STATED GOAL:
Convert every line of the records below into a Markdown table with the columns Row and Line. Number each line in Row, put its text in Line, and leave out blank lines.

(Items from a data source)
>>>>>

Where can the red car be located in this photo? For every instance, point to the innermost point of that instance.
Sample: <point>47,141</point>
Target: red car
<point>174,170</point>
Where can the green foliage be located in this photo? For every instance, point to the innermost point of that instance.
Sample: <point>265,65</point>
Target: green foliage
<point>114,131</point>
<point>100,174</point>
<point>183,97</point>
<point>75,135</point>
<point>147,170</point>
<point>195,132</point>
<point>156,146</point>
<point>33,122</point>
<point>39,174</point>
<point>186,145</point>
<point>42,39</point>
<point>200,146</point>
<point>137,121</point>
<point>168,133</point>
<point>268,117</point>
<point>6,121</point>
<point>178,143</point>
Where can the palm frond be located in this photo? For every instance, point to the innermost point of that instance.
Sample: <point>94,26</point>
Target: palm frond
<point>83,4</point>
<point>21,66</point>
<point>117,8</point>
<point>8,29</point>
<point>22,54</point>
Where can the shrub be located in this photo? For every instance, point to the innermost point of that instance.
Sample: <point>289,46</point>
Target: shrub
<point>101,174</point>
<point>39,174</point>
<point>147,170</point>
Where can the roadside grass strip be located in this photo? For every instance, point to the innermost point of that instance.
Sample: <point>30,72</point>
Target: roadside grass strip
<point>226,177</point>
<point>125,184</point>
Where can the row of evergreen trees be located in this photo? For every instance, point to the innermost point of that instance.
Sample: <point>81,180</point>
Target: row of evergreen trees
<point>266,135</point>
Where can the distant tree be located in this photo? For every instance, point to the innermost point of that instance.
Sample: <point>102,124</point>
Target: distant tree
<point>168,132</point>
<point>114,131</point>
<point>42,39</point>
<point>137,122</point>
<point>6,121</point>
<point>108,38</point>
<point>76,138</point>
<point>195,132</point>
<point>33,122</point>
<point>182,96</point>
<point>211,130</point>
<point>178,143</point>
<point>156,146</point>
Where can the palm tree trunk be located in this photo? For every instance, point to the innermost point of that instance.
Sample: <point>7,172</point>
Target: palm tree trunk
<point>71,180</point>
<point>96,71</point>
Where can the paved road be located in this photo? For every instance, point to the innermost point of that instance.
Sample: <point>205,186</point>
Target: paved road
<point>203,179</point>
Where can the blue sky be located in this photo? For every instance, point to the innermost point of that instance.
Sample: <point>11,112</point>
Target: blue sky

<<<<<

ANSWER TO THE TASK:
| Row | Line |
|---|---|
| 1 | Where can the red car be located in this photo? For every instance, point to the innermost point of that instance. |
| 2 | Sample: <point>47,141</point> |
| 3 | Target: red car |
| 4 | <point>174,170</point> |
| 5 | Where can the green foliage be located in this photo? For every instance, point to the innermost point of that instance. |
| 6 | Sample: <point>265,65</point> |
| 7 | Target: green foliage |
| 8 | <point>114,131</point> |
| 9 | <point>100,174</point> |
| 10 | <point>183,97</point> |
| 11 | <point>75,135</point> |
| 12 | <point>147,170</point> |
| 13 | <point>195,132</point> |
| 14 | <point>156,146</point> |
| 15 | <point>33,122</point> |
| 16 | <point>39,174</point> |
| 17 | <point>186,145</point> |
| 18 | <point>42,39</point> |
| 19 | <point>200,146</point> |
| 20 | <point>137,121</point> |
| 21 | <point>168,133</point> |
| 22 | <point>268,117</point> |
| 23 | <point>6,121</point> |
| 24 | <point>178,143</point> |
| 25 | Where can the palm frond be located in this photo? For every instance, point to the innermost point of that instance. |
| 26 | Sample: <point>94,26</point> |
| 27 | Target: palm frond |
| 28 | <point>83,4</point> |
| 29 | <point>21,66</point> |
| 30 | <point>117,8</point> |
| 31 | <point>8,29</point> |
| 32 | <point>22,54</point> |
| 33 | Where can the shrub be located in this photo? For every instance, point to the innermost point of that instance. |
| 34 | Sample: <point>289,46</point> |
| 35 | Target: shrub |
| 36 | <point>101,174</point> |
| 37 | <point>39,174</point> |
| 38 | <point>147,170</point> |
| 39 | Where can the roadside grass strip be located in this photo? For every instance, point to the innermost point of that instance. |
| 40 | Sample: <point>30,72</point> |
| 41 | Target: roadside grass strip |
| 42 | <point>226,177</point> |
| 43 | <point>125,184</point> |
| 44 | Where can the row of evergreen trees be located in this photo? For every instance, point to the innermost point of that instance. |
| 45 | Sample: <point>81,180</point> |
| 46 | Target: row of evergreen trees |
| 47 | <point>266,135</point> |
| 48 | Where can the distant tree be located in this photo? For every instance, point to the innermost point of that instance. |
| 49 | Sample: <point>102,124</point> |
| 50 | Target: distant tree |
| 51 | <point>168,132</point> |
| 52 | <point>114,131</point> |
| 53 | <point>42,39</point> |
| 54 | <point>137,122</point> |
| 55 | <point>6,121</point> |
| 56 | <point>108,38</point> |
| 57 | <point>76,138</point> |
| 58 | <point>195,132</point> |
| 59 | <point>33,122</point> |
| 60 | <point>182,96</point> |
| 61 | <point>211,130</point> |
| 62 | <point>178,143</point> |
| 63 | <point>156,146</point> |
| 64 | Where can the palm tree trunk be located in this photo? For every instance, point to the innermost point of that instance. |
| 65 | Sample: <point>7,172</point> |
| 66 | Target: palm tree trunk |
| 67 | <point>71,180</point> |
| 68 | <point>96,71</point> |
| 69 | Where can the paved road be located in this photo? For every instance, point to the innermost point of that instance. |
| 70 | Sample: <point>205,186</point> |
| 71 | Target: paved road |
| 72 | <point>203,179</point> |
| 73 | Where can the blue sky be located in this photo? For every instance, point to the innermost point of that instance. |
| 74 | Sample: <point>11,112</point> |
| 75 | Target: blue sky |